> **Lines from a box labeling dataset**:

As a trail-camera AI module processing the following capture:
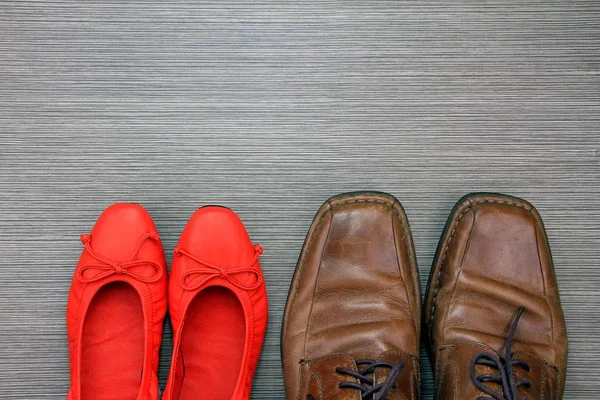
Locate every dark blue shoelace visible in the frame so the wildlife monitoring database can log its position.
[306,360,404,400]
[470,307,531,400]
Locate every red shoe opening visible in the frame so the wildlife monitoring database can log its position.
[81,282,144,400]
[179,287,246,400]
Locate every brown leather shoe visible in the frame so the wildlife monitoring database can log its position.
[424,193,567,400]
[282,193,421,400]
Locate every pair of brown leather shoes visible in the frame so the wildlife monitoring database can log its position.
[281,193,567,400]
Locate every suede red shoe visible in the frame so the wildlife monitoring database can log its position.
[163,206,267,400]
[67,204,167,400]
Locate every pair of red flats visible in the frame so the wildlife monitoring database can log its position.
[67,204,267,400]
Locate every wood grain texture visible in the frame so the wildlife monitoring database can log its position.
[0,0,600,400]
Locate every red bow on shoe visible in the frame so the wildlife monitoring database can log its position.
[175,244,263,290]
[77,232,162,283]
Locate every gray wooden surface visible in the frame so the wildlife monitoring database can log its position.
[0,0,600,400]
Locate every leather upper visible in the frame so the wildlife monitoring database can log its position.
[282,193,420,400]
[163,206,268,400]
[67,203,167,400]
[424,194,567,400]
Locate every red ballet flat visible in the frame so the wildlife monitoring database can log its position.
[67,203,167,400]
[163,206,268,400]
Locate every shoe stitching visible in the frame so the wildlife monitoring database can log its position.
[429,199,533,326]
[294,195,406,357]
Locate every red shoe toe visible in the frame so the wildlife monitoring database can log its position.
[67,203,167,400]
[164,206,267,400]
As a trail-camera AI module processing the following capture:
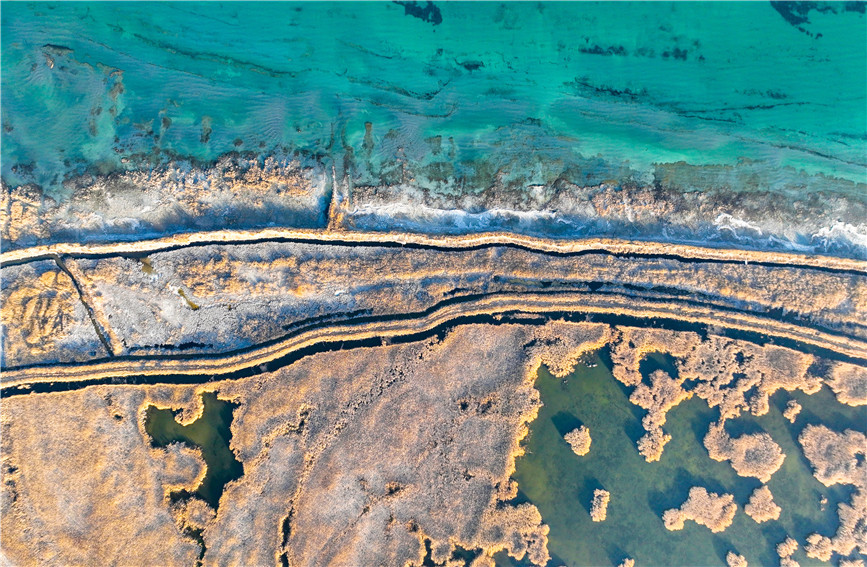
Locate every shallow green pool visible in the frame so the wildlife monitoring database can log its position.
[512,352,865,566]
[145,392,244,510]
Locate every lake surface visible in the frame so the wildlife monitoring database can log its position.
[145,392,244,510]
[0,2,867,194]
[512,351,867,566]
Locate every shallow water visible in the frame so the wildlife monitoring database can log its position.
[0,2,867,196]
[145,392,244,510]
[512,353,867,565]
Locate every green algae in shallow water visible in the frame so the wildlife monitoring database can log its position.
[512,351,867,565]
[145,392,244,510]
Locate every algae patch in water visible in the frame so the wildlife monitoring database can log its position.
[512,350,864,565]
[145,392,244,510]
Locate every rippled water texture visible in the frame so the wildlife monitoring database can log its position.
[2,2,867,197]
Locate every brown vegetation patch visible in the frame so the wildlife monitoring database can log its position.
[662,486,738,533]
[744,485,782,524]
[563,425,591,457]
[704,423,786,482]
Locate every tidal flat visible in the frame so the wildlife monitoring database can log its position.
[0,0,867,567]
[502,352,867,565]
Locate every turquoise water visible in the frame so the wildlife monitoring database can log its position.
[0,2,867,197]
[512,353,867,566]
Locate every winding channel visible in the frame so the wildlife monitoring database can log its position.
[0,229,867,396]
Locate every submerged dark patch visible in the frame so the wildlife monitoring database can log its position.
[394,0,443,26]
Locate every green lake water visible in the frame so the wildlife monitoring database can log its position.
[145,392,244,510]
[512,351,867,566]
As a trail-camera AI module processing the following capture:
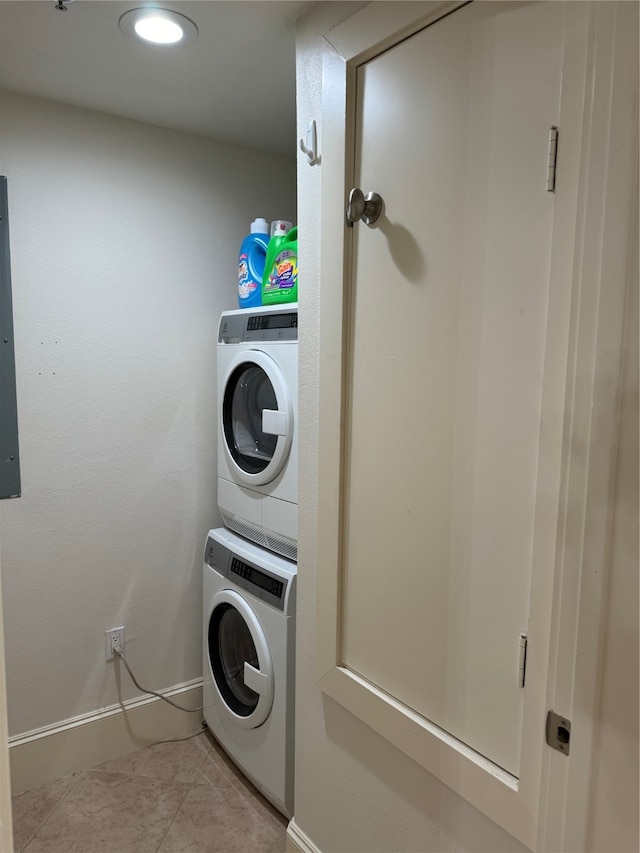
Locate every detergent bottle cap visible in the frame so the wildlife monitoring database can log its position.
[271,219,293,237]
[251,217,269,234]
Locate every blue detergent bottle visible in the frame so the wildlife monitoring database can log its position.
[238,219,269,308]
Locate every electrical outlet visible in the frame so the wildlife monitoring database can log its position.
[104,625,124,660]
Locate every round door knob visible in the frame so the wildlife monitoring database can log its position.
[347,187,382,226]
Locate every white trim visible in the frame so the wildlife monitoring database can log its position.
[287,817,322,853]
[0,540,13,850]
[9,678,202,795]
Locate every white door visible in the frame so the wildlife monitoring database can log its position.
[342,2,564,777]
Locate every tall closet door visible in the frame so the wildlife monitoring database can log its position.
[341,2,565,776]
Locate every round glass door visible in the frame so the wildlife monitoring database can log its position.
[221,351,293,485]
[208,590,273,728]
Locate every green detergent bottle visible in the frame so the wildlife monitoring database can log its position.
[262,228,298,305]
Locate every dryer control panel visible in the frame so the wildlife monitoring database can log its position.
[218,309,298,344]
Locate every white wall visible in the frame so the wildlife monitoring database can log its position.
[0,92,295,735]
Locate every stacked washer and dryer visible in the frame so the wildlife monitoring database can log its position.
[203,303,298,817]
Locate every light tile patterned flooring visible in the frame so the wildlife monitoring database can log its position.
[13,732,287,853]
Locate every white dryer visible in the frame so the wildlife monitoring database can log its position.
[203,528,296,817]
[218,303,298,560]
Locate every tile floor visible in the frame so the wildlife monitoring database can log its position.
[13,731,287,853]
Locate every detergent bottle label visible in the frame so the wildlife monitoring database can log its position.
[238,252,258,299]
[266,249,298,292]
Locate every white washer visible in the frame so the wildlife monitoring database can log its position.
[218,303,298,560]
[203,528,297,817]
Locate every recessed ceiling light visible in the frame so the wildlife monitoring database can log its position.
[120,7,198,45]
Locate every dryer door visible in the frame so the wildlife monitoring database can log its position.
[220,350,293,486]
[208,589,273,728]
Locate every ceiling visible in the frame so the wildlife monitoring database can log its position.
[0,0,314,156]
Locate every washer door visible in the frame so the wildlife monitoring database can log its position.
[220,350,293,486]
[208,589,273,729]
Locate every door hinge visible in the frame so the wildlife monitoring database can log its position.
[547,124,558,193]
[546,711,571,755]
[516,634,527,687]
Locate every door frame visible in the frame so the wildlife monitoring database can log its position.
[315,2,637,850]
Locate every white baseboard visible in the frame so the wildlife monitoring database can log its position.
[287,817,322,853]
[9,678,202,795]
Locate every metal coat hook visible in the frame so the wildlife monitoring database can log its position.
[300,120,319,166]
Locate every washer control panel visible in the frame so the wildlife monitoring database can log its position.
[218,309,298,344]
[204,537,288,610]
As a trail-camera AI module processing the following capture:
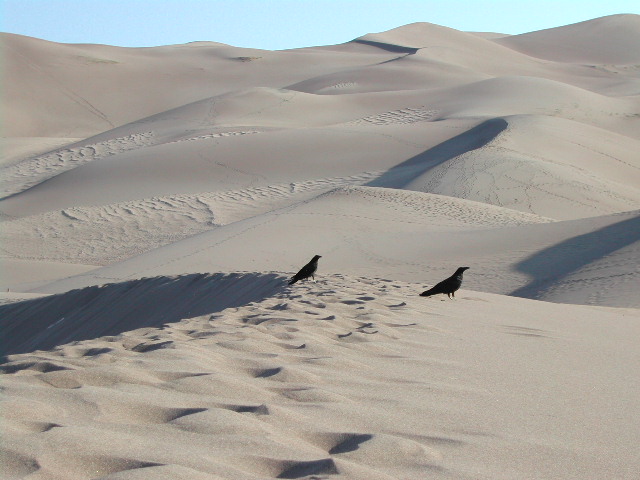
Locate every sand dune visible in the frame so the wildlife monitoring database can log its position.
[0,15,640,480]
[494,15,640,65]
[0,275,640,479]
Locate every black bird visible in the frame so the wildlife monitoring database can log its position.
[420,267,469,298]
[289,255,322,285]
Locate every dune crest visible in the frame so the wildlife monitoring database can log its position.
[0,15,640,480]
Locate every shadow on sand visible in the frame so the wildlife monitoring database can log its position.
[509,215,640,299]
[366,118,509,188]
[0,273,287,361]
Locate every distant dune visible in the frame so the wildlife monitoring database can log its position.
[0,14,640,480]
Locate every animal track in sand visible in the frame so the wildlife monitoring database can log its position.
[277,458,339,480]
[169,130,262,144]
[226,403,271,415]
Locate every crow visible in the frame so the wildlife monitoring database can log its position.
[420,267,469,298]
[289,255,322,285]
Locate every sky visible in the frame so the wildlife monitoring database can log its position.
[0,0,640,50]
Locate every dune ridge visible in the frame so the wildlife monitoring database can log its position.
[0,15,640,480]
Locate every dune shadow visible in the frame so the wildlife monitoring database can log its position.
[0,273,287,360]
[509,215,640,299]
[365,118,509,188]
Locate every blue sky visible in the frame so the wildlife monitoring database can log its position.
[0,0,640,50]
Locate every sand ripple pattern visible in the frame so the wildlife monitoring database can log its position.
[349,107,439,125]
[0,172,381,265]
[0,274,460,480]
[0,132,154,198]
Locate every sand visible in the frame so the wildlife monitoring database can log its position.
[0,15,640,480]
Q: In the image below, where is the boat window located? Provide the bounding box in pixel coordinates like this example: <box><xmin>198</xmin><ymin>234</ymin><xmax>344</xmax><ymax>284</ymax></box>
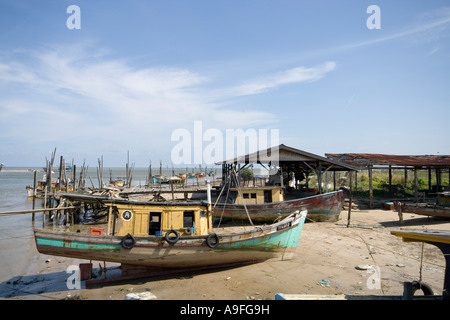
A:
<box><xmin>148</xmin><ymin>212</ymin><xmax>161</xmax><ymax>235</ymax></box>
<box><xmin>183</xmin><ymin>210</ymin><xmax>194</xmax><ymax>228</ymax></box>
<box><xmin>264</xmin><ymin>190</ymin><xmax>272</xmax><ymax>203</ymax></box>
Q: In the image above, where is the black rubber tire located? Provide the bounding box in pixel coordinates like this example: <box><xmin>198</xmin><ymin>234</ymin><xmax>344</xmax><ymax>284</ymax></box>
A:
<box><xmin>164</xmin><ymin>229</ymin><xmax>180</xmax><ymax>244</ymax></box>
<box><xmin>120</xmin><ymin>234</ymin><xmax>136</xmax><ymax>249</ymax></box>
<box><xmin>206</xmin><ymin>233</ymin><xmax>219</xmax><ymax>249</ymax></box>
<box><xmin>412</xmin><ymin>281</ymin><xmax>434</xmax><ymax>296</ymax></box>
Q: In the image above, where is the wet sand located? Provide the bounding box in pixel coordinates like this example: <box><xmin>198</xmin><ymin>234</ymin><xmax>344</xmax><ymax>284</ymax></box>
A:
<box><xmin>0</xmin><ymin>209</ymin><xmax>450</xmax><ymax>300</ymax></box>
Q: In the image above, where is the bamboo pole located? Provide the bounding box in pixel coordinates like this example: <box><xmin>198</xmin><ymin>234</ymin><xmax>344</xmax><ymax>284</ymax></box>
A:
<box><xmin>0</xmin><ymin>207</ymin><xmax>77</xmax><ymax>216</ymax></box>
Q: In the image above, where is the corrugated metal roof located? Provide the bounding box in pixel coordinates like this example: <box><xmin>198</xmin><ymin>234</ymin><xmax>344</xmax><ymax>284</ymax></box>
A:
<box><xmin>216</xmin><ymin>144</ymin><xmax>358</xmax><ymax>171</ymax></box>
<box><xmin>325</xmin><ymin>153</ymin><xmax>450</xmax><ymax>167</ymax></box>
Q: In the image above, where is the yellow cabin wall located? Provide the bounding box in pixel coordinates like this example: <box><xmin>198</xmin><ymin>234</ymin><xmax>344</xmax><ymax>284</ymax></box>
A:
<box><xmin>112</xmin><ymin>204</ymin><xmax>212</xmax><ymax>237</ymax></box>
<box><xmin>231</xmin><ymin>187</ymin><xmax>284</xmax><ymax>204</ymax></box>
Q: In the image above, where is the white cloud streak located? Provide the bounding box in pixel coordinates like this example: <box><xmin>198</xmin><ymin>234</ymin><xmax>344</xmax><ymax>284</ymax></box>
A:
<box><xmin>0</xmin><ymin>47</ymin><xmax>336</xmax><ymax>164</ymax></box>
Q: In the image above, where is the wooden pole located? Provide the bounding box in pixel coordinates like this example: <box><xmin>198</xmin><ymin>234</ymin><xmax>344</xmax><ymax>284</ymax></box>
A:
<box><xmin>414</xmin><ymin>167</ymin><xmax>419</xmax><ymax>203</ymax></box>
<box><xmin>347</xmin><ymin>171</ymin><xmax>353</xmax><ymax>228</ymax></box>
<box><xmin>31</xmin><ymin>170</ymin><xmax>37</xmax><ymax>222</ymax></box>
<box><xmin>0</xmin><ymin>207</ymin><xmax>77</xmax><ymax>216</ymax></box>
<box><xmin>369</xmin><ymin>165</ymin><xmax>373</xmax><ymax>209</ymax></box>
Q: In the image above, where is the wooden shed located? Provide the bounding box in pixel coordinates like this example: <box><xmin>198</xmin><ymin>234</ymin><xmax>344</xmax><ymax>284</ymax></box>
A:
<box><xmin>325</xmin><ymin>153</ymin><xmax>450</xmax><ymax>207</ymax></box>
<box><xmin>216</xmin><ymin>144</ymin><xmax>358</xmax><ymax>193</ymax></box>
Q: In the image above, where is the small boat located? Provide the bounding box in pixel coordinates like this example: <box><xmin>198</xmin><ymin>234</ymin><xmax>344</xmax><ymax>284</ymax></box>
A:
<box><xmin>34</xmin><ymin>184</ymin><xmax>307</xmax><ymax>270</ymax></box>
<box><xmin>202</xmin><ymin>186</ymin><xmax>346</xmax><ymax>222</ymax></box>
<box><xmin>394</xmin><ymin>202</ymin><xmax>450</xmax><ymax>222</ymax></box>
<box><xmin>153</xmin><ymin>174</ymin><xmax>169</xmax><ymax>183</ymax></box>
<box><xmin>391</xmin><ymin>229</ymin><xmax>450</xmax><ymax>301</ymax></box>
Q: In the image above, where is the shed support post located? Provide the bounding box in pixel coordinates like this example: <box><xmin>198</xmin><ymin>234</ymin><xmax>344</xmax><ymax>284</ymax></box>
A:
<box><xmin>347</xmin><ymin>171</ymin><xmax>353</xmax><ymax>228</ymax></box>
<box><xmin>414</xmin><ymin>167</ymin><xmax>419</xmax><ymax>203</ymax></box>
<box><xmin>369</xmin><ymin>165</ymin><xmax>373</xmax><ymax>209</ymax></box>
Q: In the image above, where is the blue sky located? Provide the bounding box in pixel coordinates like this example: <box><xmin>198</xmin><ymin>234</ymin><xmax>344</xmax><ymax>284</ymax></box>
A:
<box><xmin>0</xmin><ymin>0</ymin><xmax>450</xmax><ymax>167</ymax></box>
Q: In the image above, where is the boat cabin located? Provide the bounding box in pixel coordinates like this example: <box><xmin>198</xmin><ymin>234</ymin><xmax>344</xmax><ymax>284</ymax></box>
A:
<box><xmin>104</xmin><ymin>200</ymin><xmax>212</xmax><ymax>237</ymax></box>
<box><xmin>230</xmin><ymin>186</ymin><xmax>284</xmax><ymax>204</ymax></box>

> **Prompt**:
Reproduce everything from the line containing "Locate every ceiling" down to the line containing "[315,2,637,850]", keeping both of those lines.

> **Task solution**:
Locate every ceiling visible in the frame so the wildlife monitoring database can log its position.
[0,0,314,156]
Locate every washer door visible in the frame so the wildlife monitoring database can log its position.
[220,350,293,486]
[208,589,273,729]
Locate every door hinge visible in the frame so the wildlife monitoring database can log its position.
[547,124,558,193]
[546,711,571,755]
[516,634,527,687]
Locate every door frame visible in the frame so the wildlife monitoring database can log its position.
[315,2,637,850]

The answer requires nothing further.